══ Provided material ══

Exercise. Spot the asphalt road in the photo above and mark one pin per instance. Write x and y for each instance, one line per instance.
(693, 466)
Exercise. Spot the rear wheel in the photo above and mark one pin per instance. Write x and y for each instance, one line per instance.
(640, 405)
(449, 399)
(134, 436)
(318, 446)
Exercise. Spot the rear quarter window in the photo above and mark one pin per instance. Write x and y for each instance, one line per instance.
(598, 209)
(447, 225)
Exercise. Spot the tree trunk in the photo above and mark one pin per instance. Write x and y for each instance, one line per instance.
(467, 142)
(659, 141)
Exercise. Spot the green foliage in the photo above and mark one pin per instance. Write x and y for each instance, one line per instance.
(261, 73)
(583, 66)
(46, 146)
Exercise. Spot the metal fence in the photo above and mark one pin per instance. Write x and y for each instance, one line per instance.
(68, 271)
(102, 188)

═══

> The task: Copy every line of the records above, requests included, and shift each point by adding 58 to both its x and y coordinates. Leave the requests unchanged.

> Result for this task:
Exercise. Spot the asphalt road in the photo above and mark one pin per instance. Write x and y for each instance, one line per instance.
(751, 524)
Exercise. Spot the rear wheel in the photo above and mark one pin per instance. Write x and y for each instance, one line per instance.
(698, 463)
(507, 457)
(192, 494)
(376, 504)
Exercise. Spot the rear quarter window in the photo above and mark one pin per instance. Write x and y for each instance, one line per instance.
(656, 267)
(505, 283)
Exercise. Spot the tree trunk in the photo above and mark one pin per instance. Write x and y for each instance, one line per instance.
(525, 200)
(717, 199)
Exercise. Spot the green foliage in the photo above and mark one pin per instance. Write x and y for each instance, one line per instance.
(319, 131)
(641, 124)
(104, 204)
Exercise. Spot the metal fence in the photo above and mark one pin per instance. Write x and y for each instance, one line per instance.
(126, 329)
(160, 246)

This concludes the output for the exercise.